- GIVEN INSTRUCTION -
Retype the lines below verbatim, everything from the line containing "# Provide the mask of every instance of the electrical" down to the line containing "--target=electrical outlet", both included.
━━━━━━━━━━━━━━━━━━━━
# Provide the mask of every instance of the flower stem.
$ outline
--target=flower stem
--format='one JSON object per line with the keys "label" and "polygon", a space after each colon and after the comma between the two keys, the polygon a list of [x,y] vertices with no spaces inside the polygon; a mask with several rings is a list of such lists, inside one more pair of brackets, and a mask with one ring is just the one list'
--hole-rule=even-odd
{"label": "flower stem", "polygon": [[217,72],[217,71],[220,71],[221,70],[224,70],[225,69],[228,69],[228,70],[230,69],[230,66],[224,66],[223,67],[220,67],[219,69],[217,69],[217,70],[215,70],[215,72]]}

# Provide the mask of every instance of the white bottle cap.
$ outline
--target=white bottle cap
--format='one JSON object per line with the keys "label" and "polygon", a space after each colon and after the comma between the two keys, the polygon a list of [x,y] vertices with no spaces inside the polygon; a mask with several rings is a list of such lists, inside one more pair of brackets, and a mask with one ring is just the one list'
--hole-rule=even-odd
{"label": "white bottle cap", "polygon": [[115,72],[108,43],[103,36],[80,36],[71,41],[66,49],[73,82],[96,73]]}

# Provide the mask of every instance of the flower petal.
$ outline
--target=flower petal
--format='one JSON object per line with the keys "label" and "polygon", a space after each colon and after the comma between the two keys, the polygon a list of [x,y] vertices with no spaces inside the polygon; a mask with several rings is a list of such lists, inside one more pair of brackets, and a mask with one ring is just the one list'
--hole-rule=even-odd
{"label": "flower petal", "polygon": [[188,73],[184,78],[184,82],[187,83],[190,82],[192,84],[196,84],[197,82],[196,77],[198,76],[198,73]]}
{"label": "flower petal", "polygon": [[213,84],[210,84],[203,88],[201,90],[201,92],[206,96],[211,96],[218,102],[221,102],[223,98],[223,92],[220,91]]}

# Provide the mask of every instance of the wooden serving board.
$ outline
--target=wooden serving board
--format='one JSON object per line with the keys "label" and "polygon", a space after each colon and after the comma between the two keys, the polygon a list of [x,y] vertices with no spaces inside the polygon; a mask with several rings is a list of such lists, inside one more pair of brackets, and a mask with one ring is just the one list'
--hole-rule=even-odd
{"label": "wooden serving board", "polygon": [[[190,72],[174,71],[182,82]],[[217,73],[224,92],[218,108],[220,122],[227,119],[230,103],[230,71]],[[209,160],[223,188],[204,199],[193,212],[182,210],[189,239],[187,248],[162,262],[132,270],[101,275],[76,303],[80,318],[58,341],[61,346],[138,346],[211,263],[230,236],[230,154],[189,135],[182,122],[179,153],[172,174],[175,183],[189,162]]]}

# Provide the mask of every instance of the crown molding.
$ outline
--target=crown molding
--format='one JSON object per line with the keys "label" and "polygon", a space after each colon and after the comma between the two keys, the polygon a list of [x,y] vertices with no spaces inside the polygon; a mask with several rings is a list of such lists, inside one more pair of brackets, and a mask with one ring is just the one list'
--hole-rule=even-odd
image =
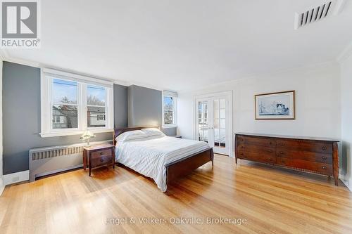
{"label": "crown molding", "polygon": [[251,79],[255,79],[260,77],[265,77],[274,75],[278,75],[282,73],[288,73],[288,72],[297,72],[300,71],[304,70],[315,70],[318,69],[322,69],[324,67],[328,67],[329,66],[338,65],[339,64],[336,60],[330,60],[323,63],[315,63],[309,65],[299,66],[296,67],[286,68],[286,69],[279,69],[272,72],[265,72],[265,73],[253,73],[251,74],[244,75],[241,78],[234,79],[232,80],[229,80],[227,82],[219,82],[215,84],[209,84],[208,86],[203,86],[200,89],[184,89],[181,91],[177,91],[179,94],[187,93],[190,92],[201,92],[204,90],[211,89],[214,87],[218,87],[219,86],[228,86],[228,85],[231,84],[237,84],[241,83],[244,81],[249,81]]}
{"label": "crown molding", "polygon": [[122,85],[124,86],[129,86],[131,85],[137,85],[137,86],[143,86],[143,87],[149,88],[149,89],[156,89],[156,90],[159,90],[159,91],[163,91],[163,90],[165,89],[163,87],[161,87],[161,86],[159,86],[157,85],[149,84],[146,84],[144,82],[135,82],[135,81],[128,82],[128,81],[125,81],[125,80],[121,80],[121,79],[111,79],[111,78],[107,78],[107,79],[102,78],[102,77],[92,75],[89,74],[85,74],[85,73],[83,73],[83,72],[81,72],[79,71],[76,71],[76,70],[69,70],[65,69],[63,67],[54,67],[54,66],[49,65],[46,64],[39,63],[37,63],[35,61],[27,60],[23,60],[23,59],[16,58],[11,58],[11,57],[8,56],[8,54],[7,51],[6,51],[5,49],[0,49],[0,59],[2,59],[2,60],[6,61],[6,62],[10,62],[10,63],[13,63],[24,65],[30,66],[30,67],[38,67],[38,68],[41,68],[41,69],[44,68],[44,67],[47,67],[47,68],[54,69],[54,70],[57,70],[65,71],[67,72],[77,74],[80,74],[80,75],[83,75],[83,76],[86,76],[86,77],[94,77],[94,78],[109,81],[109,82],[113,82],[113,84]]}
{"label": "crown molding", "polygon": [[352,56],[352,41],[346,46],[346,48],[340,53],[337,58],[337,61],[339,63],[344,63],[346,59]]}

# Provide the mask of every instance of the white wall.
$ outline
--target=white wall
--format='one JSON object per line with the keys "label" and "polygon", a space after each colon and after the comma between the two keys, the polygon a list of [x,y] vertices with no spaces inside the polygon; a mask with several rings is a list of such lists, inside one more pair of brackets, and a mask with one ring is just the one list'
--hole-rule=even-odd
{"label": "white wall", "polygon": [[352,56],[341,64],[341,115],[343,167],[341,174],[352,190]]}
{"label": "white wall", "polygon": [[[223,83],[199,91],[179,93],[179,134],[193,138],[195,95],[232,90],[236,132],[303,136],[341,136],[339,66],[331,63]],[[296,91],[296,120],[255,120],[254,95]],[[350,99],[352,100],[352,99]]]}

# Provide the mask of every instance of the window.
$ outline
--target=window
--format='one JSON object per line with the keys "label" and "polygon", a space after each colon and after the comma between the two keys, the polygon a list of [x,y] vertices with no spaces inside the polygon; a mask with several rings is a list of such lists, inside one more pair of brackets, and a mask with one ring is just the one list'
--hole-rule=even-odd
{"label": "window", "polygon": [[77,129],[77,82],[58,79],[53,79],[52,82],[53,129]]}
{"label": "window", "polygon": [[44,68],[41,93],[42,137],[113,128],[111,82]]}
{"label": "window", "polygon": [[87,88],[87,123],[88,127],[106,126],[105,88],[88,86]]}
{"label": "window", "polygon": [[175,127],[177,93],[163,91],[163,127]]}

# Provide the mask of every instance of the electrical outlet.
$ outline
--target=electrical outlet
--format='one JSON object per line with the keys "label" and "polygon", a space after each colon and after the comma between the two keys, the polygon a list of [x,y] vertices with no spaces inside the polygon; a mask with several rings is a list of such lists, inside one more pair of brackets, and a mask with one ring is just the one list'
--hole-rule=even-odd
{"label": "electrical outlet", "polygon": [[16,182],[20,180],[20,176],[15,176],[12,178],[12,182]]}

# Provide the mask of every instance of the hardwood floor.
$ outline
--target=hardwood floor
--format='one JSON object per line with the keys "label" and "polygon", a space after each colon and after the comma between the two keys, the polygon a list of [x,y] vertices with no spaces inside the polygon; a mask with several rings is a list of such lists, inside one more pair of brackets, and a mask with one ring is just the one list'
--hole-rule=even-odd
{"label": "hardwood floor", "polygon": [[[7,186],[0,197],[0,233],[352,233],[352,193],[344,186],[322,176],[239,162],[215,155],[213,169],[208,163],[180,180],[170,196],[120,167],[94,170],[92,177],[80,169]],[[106,223],[123,217],[136,223]],[[140,223],[139,217],[166,223]],[[246,222],[170,223],[177,217]]]}

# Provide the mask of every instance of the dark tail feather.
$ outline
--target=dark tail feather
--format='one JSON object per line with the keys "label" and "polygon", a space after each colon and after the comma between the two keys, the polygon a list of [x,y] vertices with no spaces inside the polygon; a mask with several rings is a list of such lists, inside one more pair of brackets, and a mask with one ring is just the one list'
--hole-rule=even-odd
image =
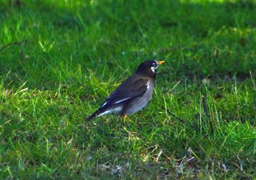
{"label": "dark tail feather", "polygon": [[90,121],[92,120],[93,119],[94,119],[95,117],[97,117],[97,114],[98,111],[94,112],[94,114],[92,114],[90,117],[89,117],[86,121]]}

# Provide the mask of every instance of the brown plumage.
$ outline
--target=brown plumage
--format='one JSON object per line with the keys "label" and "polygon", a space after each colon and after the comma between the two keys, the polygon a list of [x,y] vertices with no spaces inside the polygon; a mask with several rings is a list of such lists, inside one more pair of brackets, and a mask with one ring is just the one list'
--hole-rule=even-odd
{"label": "brown plumage", "polygon": [[152,97],[157,67],[163,63],[146,60],[140,63],[136,71],[124,81],[86,120],[110,113],[129,115],[143,108]]}

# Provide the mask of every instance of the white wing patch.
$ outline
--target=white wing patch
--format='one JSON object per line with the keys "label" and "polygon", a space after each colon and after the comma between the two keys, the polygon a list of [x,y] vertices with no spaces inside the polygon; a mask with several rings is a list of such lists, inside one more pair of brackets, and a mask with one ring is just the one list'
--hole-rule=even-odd
{"label": "white wing patch", "polygon": [[105,103],[102,104],[102,107],[103,107],[105,105],[106,105],[108,103],[108,101],[107,102],[105,102]]}
{"label": "white wing patch", "polygon": [[126,101],[126,100],[127,100],[127,99],[129,99],[129,98],[131,98],[131,97],[129,97],[129,98],[124,98],[124,99],[121,99],[121,100],[117,101],[115,102],[114,103],[121,103],[121,102],[124,101]]}

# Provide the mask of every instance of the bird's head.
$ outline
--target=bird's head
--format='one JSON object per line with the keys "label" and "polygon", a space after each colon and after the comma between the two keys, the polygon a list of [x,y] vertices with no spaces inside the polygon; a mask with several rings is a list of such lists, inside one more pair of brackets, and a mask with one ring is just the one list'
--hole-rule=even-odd
{"label": "bird's head", "polygon": [[157,67],[159,64],[162,64],[165,61],[151,60],[141,63],[138,68],[136,73],[142,74],[144,76],[155,77],[157,75]]}

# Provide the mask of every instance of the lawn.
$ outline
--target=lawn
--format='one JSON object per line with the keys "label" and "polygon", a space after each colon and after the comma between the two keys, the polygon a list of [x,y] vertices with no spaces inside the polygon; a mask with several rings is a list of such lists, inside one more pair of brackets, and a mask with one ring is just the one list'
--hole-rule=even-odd
{"label": "lawn", "polygon": [[[255,1],[0,2],[1,179],[255,179]],[[148,105],[86,122],[138,65]]]}

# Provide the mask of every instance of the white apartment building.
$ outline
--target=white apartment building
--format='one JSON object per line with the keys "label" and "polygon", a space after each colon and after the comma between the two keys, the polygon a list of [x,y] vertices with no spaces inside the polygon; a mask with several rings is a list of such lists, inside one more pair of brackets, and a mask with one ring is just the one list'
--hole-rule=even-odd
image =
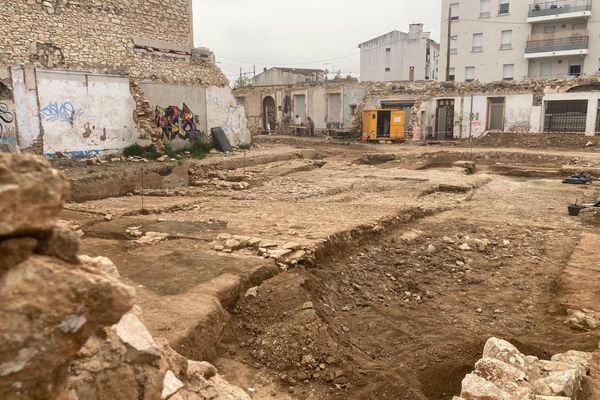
━━━━━━━━━━━━━━━━━━━━
- COMPLETE RESPONSE -
# Provide the mask of every instance of the electrical outlet.
$ outline
--target=electrical outlet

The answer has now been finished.